[start SUPPLIED DATA]
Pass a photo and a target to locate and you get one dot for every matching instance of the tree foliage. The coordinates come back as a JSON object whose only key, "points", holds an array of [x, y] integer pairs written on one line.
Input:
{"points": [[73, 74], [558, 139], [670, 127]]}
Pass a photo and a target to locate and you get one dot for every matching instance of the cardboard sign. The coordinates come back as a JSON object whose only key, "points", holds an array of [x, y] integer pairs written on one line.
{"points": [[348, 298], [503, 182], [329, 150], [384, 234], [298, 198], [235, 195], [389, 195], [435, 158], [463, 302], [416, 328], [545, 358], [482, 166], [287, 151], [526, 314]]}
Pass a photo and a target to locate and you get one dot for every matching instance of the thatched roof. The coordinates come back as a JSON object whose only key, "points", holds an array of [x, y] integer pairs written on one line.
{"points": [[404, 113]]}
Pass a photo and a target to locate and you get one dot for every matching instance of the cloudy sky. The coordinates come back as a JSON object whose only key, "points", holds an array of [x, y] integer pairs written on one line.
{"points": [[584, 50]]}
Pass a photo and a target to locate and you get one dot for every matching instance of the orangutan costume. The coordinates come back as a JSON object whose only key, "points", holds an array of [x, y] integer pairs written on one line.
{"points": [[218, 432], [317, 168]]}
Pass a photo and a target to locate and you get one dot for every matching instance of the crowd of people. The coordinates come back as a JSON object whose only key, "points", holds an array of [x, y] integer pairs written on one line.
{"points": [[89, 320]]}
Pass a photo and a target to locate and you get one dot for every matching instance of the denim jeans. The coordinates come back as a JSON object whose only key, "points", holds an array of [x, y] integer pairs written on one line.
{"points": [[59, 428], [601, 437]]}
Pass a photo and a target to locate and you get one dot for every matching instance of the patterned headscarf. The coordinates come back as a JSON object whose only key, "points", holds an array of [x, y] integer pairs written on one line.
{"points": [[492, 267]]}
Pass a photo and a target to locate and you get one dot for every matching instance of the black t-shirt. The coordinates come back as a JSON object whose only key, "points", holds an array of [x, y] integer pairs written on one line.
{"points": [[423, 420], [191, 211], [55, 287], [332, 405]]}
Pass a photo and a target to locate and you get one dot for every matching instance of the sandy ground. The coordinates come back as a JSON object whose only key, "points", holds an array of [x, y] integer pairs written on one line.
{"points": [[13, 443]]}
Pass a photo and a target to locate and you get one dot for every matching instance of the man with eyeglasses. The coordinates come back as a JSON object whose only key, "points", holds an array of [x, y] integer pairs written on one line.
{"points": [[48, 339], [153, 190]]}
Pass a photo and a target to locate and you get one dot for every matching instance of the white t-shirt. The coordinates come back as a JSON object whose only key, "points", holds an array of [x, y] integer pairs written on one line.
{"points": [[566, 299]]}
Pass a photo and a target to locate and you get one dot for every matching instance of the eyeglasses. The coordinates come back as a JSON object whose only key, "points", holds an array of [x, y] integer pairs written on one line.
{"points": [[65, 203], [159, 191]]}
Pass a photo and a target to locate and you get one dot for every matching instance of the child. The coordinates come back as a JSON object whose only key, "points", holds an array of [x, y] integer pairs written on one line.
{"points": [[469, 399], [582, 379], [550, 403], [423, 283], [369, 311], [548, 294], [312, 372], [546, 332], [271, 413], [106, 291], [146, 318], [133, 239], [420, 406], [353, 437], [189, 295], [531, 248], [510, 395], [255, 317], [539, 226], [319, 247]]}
[end SUPPLIED DATA]
PROBLEM DESCRIPTION: Retype all of the records above, character for character and in the same order.

TASK ANSWER:
Pass a photo and a target to locate and you get one dot for every matching instance of the tree foliage. The coordinates come back as a JSON object whose only key, "points", holds an array of [x, y] integer pairs written on one line.
Input:
{"points": [[73, 74], [558, 139], [670, 127]]}
Pass a photo and a target to locate and you get one dot for every matching instance of the cardboard sign. The coordinates come back as a JSON object whose only key, "points", holds an array of [x, y] integer pairs written on one line.
{"points": [[348, 298], [503, 182], [329, 150], [384, 234], [298, 198], [235, 195], [389, 195], [435, 158], [463, 302], [416, 328], [545, 358], [482, 166], [287, 151], [526, 314]]}
Pass a photo and a target to locate and you get one dot for every matching instance of the thatched roof. The coordinates come back as a JSON object whose only key, "points", holds an array of [x, y] integer pairs written on one line.
{"points": [[404, 113]]}
Pass a photo and a target to locate and you get one dot for every matching instance of the cloudy sky. The coordinates come back as a JSON object whose only key, "points", holds an array of [x, y] integer pairs written on one line.
{"points": [[584, 50]]}
Pass a photo and a target to locate and you get one dot for every matching instance of the orangutan costume. The coordinates come back as a JSON object whose only key, "points", holds an array of [x, y] integer pairs written on one line.
{"points": [[218, 432], [317, 168]]}
Pass a photo and a target to locate and you get one dot for every matching instance of the crowd of people. The coordinates come back as a JSON object whose only key, "points", holds an array of [x, y] integer pairs written on one line.
{"points": [[89, 320]]}
Pass a photo and a target to locate and you get one dot for every matching instance of the denim jeans. The coordinates come back as a JSON object whose only key, "points", holds an array of [x, y] integer pairs written on one line.
{"points": [[59, 428], [601, 437]]}
Pass a photo and a target to locate and you get one dot for every matching instance of the patterned headscarf. The coordinates come back as a JSON object whose only key, "points", holds an array of [x, y] integer pairs written on one line.
{"points": [[492, 267]]}
Pass a photo and a target to locate and you get one dot for every matching instance of the black t-shirt. The coordinates come back as a JSON object whose only key, "points", holds an array of [x, y] integer pairs written on one line.
{"points": [[423, 420], [191, 211], [55, 287], [332, 405]]}
Pass a photo and a target to locate and you get one dot for every matching instance of the sandy ground. The coordinates come back as a JSON object whose only key, "points", holds an array of [x, y] integer pairs written on one line.
{"points": [[13, 443]]}
Pass a photo and a target to locate and you get one dot for every matching instance of the man with eyeglasses. The coordinates come back as a JSON object whose only key, "points", holds an array of [x, y] integer pairs written on one line.
{"points": [[48, 339], [153, 190]]}
Pass a photo and a target to locate and you get one dot for every matching instance of the white t-shirt. The coordinates come back as a JSON object whose only key, "points", holds an array of [x, y] integer pairs written on one line.
{"points": [[566, 299]]}
Pass a photo and a target to locate and you get one dot for every matching instance of the eyeglasses. The coordinates come back as a JSON object whose only key, "points", holds an array of [x, y] integer pairs written on one line.
{"points": [[65, 203], [159, 191]]}
Pass a photo and a target to locate and you get one dot for every matching instance of the child. The coordinates come back as a JSON object whose only key, "points", holds an array of [x, y] integer pairs written on one line.
{"points": [[469, 399], [582, 379], [550, 403], [423, 283], [369, 311], [548, 294], [312, 372], [546, 332], [271, 413], [106, 291], [146, 318], [133, 239], [420, 406], [353, 437], [189, 295], [531, 248], [510, 395], [255, 317], [539, 226], [319, 247]]}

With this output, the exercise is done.